Work task
From the biography of Andrzej Kotula, transcribe the passage that begins with the words "He was son of" and ends with "until his death.".

[Opening Source text section]

Polish lawyer and national activist

Andrzej Kotula (10 February 1822 in Grodziszcz – 10 October 1891 in Cieszyn) was a Polish lawyer and activist from Cieszyn Silesia.

He was son of Józef, peasant, and Maria. Kotula graduated from Protestant gymnasium in Cieszyn and philosophical high school in Pressburg. In 1848 he graduated in law from the University of Vienna, where he met Paweł Stalmach, with whom he later cooperated closely back in Cieszyn Silesia. In the same year Kotula together with Stalmach participated in Slavic Congress in Prague, where they were protesting against including Cieszyn Poles in the Czecho-Slovak section.

In 1848-1891 he contributed to Tygodnik Cieszyński and Gwiazdka Cieszyńska magazines. Since 1853 he worked as an administration clerk in Ipolyság, Hungary. In 1857 he moved to Frysztat, where he worked as notary. In 1867 Kotula came back to Cieszyn, where he ran his notary office until his death.

Kotula was very active in public life, always engaging in establishing various Polish associations and institutions. He was also an active member of the Lutheran community. He was secretary of Czytelnia Ludowa (People's Library), member of several organizations and one of the founders of Macierz Szkolna Księstwa Cieszyńskiego (School Association of the Duchy of Cieszyn). Kotula wrote poems, fairy tales and ballads.

Kotula was interested in botany - he was collecting and conserving plants, mushrooms, beetles and butterflies.

He had three sons - botanist Bolesław, engineer Andrzej, and bookseller and publisher Jerzy.

[Closing Source text section]
[Opening Source data section]

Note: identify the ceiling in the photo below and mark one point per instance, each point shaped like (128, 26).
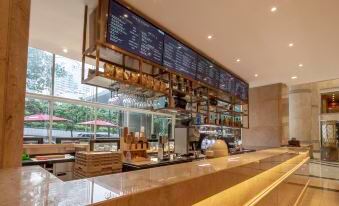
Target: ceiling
(240, 29)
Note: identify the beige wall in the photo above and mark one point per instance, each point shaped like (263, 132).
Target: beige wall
(268, 108)
(278, 112)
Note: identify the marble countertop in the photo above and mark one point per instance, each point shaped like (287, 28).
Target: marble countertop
(35, 186)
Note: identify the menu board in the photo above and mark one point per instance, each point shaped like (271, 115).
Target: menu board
(226, 81)
(178, 57)
(241, 89)
(207, 72)
(134, 34)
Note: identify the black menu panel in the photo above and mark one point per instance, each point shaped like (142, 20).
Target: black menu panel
(132, 33)
(207, 72)
(241, 89)
(226, 81)
(178, 57)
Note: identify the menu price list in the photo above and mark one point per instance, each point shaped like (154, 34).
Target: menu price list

[Closing Source data section]

Completed exercise
He was son of Józef, peasant, and Maria. Kotula graduated from Protestant gymnasium in Cieszyn and philosophical high school in Pressburg. In 1848 he graduated in law from the University of Vienna, where he met Paweł Stalmach, with whom he later cooperated closely back in Cieszyn Silesia. In the same year Kotula together with Stalmach participated in Slavic Congress in Prague, where they were protesting against including Cieszyn Poles in the Czecho-Slovak section.

In 1848-1891 he contributed to Tygodnik Cieszyński and Gwiazdka Cieszyńska magazines. Since 1853 he worked as an administration clerk in Ipolyság, Hungary. In 1857 he moved to Frysztat, where he worked as notary. In 1867 Kotula came back to Cieszyn, where he ran his notary office until his death.